== BRIEF ==
Rewrite every row with "rough mask" swapped for "coarse mask" and everything else unchanged. Leave the pictures out of your answer.

====== EXTRACTED RECORDS ======

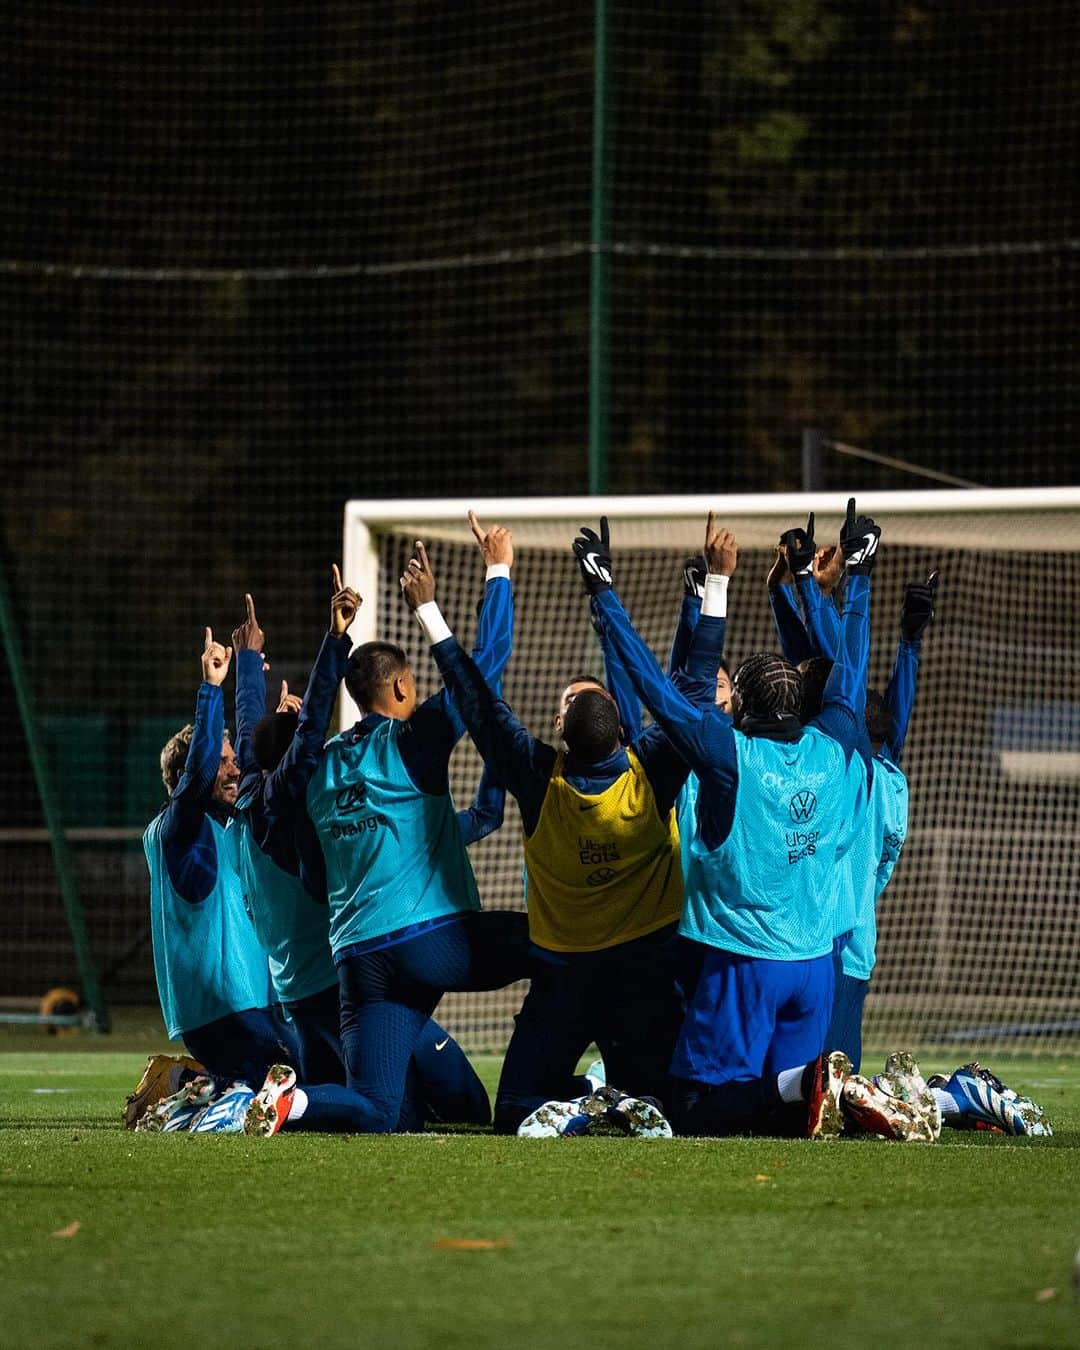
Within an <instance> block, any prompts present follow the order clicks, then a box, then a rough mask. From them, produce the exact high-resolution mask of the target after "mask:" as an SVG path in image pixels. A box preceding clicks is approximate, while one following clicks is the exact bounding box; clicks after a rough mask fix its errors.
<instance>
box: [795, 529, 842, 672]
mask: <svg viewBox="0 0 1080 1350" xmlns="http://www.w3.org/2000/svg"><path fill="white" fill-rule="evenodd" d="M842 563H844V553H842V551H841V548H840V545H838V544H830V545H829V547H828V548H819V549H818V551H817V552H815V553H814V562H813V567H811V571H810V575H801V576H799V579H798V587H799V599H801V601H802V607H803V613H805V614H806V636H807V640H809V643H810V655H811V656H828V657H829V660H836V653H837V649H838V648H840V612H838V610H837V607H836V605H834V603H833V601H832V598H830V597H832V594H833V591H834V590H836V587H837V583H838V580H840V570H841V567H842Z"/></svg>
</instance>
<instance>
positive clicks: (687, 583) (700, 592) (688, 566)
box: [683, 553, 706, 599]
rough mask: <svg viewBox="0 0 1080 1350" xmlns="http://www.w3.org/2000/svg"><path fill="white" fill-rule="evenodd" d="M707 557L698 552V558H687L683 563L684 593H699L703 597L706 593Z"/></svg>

======

== EXERCISE SOLUTION ==
Within an <instance> block, any prompts present follow the order clicks, then a box, then a coarse mask. From them, produce the exact high-resolution mask of the target after "mask:" as an SVG path in image pixels. A box preceding clicks is approximate, while one following clicks is the exact bounding box; clicks after a coarse mask fix its errors.
<instance>
box: [795, 529, 842, 672]
mask: <svg viewBox="0 0 1080 1350" xmlns="http://www.w3.org/2000/svg"><path fill="white" fill-rule="evenodd" d="M842 563H844V553H842V551H841V548H840V545H838V544H830V545H829V547H828V548H819V549H818V551H817V552H815V553H814V562H813V567H811V571H810V575H801V576H799V579H798V587H799V599H801V601H802V607H803V613H805V614H806V636H807V640H809V643H810V655H811V656H828V657H829V660H836V653H837V649H838V648H840V612H838V610H837V607H836V605H834V603H833V601H832V598H830V597H832V594H833V591H834V590H836V587H837V583H838V580H840V570H841V567H842Z"/></svg>
</instance>
<instance>
positive clicks: (687, 583) (700, 592) (688, 566)
box: [683, 553, 706, 599]
coarse mask: <svg viewBox="0 0 1080 1350" xmlns="http://www.w3.org/2000/svg"><path fill="white" fill-rule="evenodd" d="M707 557L698 552V558H687L683 563L684 593H699L703 597L706 593Z"/></svg>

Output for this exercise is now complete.